§ What is being asked
Update the entries from the line that contains "Tag every instance of the spectator" through the line that contains "pixel 632 38", changing every "emblem" to "logo" and keeping all other text the same.

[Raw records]
——————————

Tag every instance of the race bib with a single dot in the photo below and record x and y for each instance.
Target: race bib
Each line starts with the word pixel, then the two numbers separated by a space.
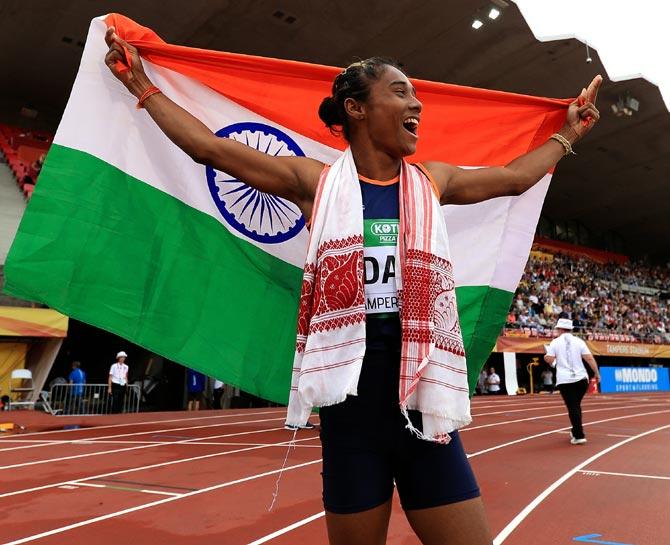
pixel 380 240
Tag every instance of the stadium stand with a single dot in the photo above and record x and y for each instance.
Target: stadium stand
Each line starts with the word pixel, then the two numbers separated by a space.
pixel 617 301
pixel 24 153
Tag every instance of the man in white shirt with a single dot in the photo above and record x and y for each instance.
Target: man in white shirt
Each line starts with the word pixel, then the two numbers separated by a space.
pixel 566 353
pixel 493 381
pixel 117 382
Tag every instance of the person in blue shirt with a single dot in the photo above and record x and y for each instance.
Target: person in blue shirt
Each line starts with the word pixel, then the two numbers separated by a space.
pixel 77 378
pixel 196 387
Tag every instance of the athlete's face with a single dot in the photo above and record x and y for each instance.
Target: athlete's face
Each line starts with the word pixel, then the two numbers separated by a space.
pixel 393 113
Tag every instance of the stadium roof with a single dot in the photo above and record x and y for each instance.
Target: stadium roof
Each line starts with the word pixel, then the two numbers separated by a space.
pixel 619 181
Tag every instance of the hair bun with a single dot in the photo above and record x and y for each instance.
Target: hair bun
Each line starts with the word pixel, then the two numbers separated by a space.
pixel 329 112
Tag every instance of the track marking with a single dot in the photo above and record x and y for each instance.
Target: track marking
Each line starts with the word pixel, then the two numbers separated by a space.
pixel 514 523
pixel 558 430
pixel 312 518
pixel 194 440
pixel 124 488
pixel 155 503
pixel 155 485
pixel 146 423
pixel 287 529
pixel 595 473
pixel 494 424
pixel 151 466
pixel 144 446
pixel 69 441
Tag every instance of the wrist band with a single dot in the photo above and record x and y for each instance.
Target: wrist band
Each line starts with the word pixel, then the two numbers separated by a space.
pixel 564 142
pixel 150 91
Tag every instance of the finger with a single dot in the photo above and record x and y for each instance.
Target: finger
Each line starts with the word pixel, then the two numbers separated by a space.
pixel 122 43
pixel 581 99
pixel 116 47
pixel 590 113
pixel 112 57
pixel 594 86
pixel 108 35
pixel 587 106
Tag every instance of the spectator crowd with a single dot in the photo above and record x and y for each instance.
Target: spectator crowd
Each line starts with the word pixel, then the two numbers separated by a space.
pixel 622 302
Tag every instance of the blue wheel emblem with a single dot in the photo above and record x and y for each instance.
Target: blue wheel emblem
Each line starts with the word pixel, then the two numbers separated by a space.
pixel 260 216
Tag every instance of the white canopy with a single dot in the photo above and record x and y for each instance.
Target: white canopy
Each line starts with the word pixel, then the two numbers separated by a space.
pixel 632 38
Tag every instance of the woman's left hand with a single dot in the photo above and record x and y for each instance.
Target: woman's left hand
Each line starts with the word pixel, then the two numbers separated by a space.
pixel 582 113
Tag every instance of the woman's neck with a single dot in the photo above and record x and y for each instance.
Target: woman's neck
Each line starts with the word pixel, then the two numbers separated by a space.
pixel 375 164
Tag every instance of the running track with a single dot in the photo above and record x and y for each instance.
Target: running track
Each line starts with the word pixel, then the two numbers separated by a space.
pixel 177 478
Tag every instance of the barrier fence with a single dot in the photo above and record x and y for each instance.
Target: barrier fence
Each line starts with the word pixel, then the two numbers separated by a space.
pixel 93 399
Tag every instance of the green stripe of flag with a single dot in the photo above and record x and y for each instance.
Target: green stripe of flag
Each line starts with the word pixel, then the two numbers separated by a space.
pixel 94 238
pixel 207 299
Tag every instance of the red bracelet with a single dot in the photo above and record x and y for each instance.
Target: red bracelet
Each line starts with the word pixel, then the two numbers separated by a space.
pixel 150 91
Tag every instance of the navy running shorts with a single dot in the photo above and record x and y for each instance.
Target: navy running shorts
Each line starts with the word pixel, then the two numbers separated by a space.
pixel 367 449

——————————

§ Finished exercise
Tag every instance of the spectator crowd with a single dot in the photo above and record x and y for each instance.
Target: spectator crowd
Each line starts with the word pixel, then the two numbers separated by a space.
pixel 622 302
Tag every instance of the blue wheel logo with a single dot in the photo above and record x and y for each instance.
Target: blue wheel logo
Each line starts with the word pixel, then the two numbers separated by a space.
pixel 260 216
Tag every instance of the white canopy with a single dot in the photo above and record x and y for each instance.
Target: white canopy
Each line starts with the word pixel, then the two numbers separated by a space.
pixel 632 38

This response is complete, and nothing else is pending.